Record excerpts START

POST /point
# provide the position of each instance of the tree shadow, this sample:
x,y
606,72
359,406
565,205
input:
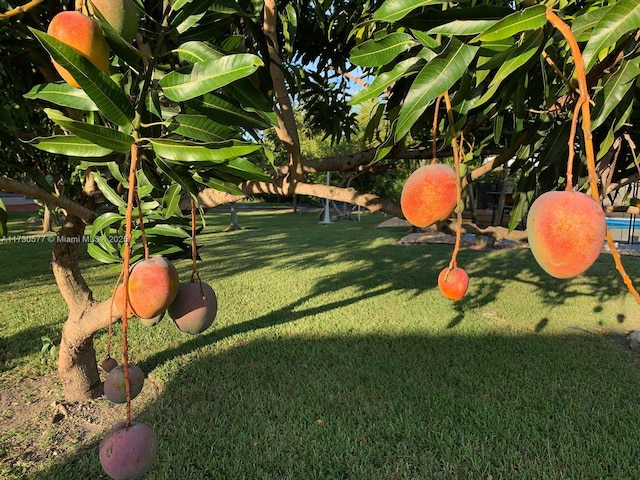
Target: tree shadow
x,y
418,406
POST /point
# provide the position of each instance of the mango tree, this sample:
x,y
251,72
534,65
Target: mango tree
x,y
188,101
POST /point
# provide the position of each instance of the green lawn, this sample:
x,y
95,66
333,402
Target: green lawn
x,y
334,356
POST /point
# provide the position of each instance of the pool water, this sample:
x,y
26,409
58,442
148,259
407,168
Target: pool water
x,y
622,223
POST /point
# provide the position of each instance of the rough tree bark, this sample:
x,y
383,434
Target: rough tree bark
x,y
77,366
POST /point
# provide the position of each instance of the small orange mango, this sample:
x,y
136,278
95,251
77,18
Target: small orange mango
x,y
83,35
429,195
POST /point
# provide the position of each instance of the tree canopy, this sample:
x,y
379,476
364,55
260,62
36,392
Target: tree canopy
x,y
192,107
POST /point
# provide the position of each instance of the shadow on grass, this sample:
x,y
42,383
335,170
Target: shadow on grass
x,y
354,255
365,407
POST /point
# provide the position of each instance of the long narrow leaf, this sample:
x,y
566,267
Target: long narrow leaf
x,y
530,18
194,52
386,79
108,96
193,152
104,136
109,193
252,100
219,185
222,110
584,24
614,90
105,221
620,19
70,145
208,76
394,10
435,78
202,128
243,168
520,57
62,94
373,53
171,200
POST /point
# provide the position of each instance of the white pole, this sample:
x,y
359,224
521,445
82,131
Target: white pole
x,y
327,216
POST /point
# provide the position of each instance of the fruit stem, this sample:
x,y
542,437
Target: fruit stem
x,y
125,273
113,298
436,113
583,103
194,247
20,9
456,163
143,235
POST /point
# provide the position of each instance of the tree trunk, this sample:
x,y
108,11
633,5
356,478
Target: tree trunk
x,y
77,365
47,223
234,225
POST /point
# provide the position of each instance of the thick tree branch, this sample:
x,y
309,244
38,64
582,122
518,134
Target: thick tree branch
x,y
504,156
33,191
210,198
287,129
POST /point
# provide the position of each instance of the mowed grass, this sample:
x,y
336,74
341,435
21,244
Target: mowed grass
x,y
334,356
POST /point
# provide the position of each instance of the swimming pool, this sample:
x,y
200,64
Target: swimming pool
x,y
622,223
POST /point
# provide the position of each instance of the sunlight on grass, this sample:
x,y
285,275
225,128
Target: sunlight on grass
x,y
335,356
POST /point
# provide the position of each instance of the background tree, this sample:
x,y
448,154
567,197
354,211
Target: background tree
x,y
194,94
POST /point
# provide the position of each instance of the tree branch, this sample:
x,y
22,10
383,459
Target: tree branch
x,y
287,129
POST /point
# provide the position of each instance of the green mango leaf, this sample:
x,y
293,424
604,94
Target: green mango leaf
x,y
530,18
104,221
109,193
252,100
100,254
435,78
179,174
219,185
120,46
114,169
384,80
195,51
394,10
62,94
519,57
185,151
619,20
425,39
70,145
222,110
226,7
171,201
376,52
614,90
202,128
208,76
167,231
583,25
463,27
107,95
243,168
104,136
4,216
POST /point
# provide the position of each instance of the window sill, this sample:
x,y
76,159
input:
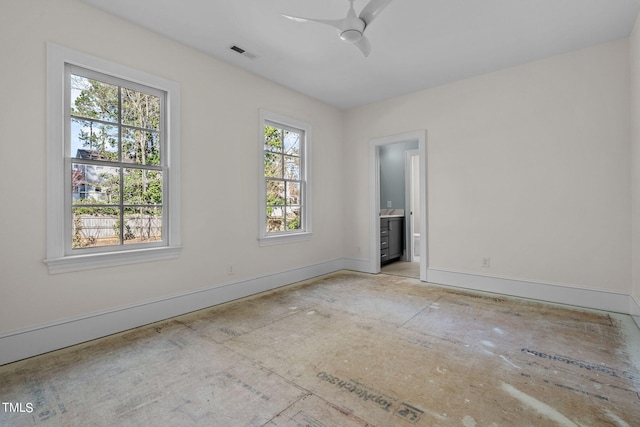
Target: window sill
x,y
284,238
98,260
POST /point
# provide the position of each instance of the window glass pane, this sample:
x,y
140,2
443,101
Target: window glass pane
x,y
275,219
142,187
140,147
142,225
94,99
291,167
293,193
272,165
93,140
275,192
292,143
140,109
92,184
94,227
294,221
272,139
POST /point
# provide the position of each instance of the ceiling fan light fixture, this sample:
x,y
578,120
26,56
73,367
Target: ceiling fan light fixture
x,y
351,36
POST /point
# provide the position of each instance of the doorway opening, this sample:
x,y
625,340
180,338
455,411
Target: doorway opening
x,y
406,199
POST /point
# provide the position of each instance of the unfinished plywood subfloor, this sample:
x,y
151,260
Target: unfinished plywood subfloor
x,y
345,349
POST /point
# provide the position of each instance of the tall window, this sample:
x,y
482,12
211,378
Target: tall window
x,y
285,189
113,156
115,172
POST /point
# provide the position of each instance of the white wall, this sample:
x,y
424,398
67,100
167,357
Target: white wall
x,y
528,166
635,166
220,137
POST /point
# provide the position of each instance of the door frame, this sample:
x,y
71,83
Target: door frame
x,y
374,198
408,200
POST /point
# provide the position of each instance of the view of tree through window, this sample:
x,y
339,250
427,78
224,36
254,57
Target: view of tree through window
x,y
116,163
284,178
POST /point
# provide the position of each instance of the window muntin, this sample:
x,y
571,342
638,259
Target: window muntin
x,y
285,213
116,168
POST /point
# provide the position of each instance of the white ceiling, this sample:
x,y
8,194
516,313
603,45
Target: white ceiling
x,y
416,44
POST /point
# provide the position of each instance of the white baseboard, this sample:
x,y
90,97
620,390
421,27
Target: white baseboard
x,y
357,264
17,345
21,344
580,297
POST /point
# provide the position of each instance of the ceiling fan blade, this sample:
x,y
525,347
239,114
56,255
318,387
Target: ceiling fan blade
x,y
335,23
372,10
364,46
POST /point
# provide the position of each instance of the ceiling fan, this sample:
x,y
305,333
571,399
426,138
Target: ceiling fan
x,y
351,29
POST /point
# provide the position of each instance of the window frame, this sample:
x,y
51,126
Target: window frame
x,y
287,236
60,256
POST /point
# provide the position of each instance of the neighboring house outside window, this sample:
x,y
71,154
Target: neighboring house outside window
x,y
113,164
285,198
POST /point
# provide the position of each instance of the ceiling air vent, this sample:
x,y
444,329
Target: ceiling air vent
x,y
242,52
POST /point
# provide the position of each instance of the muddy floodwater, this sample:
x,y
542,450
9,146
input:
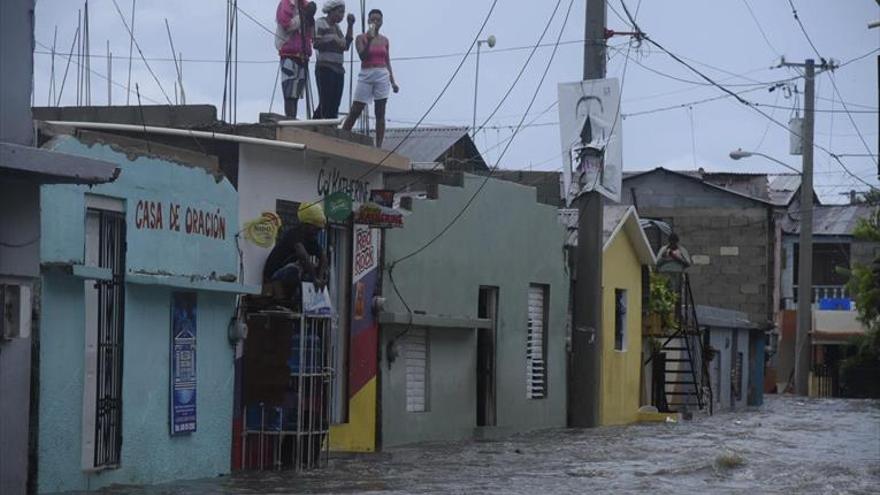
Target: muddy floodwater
x,y
789,445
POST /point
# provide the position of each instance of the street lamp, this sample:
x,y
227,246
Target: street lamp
x,y
739,154
491,40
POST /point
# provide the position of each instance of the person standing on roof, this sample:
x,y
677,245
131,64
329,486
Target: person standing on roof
x,y
331,46
293,39
376,80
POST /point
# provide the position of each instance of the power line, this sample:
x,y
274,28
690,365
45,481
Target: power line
x,y
507,94
833,80
761,29
137,45
492,171
748,104
70,59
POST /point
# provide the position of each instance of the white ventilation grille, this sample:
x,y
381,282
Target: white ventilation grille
x,y
536,369
415,355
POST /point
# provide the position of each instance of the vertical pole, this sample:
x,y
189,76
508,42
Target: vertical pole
x,y
585,388
803,345
130,52
476,89
109,75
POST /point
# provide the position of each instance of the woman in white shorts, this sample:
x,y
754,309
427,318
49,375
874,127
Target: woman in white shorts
x,y
376,80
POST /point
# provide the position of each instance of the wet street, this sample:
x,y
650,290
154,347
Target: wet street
x,y
788,446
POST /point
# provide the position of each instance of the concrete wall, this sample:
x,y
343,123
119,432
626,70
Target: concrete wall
x,y
729,342
19,223
730,239
268,174
154,253
452,389
506,240
621,370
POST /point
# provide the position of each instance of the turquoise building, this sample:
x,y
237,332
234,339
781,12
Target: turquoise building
x,y
139,284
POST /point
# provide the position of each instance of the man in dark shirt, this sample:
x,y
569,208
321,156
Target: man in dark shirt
x,y
291,260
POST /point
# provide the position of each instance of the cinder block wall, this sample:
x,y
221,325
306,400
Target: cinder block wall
x,y
729,237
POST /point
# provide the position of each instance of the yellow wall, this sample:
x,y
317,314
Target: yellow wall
x,y
621,370
359,435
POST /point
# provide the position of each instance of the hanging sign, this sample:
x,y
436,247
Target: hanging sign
x,y
589,126
337,207
183,363
378,217
264,230
382,197
316,302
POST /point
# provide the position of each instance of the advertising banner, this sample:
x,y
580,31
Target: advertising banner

Record excerpts END

**Assignment**
Show all lines in the preceding material that have "advertising" in them.

**Reply**
# provide the position of each instance of the advertising banner, this sample:
Target: advertising banner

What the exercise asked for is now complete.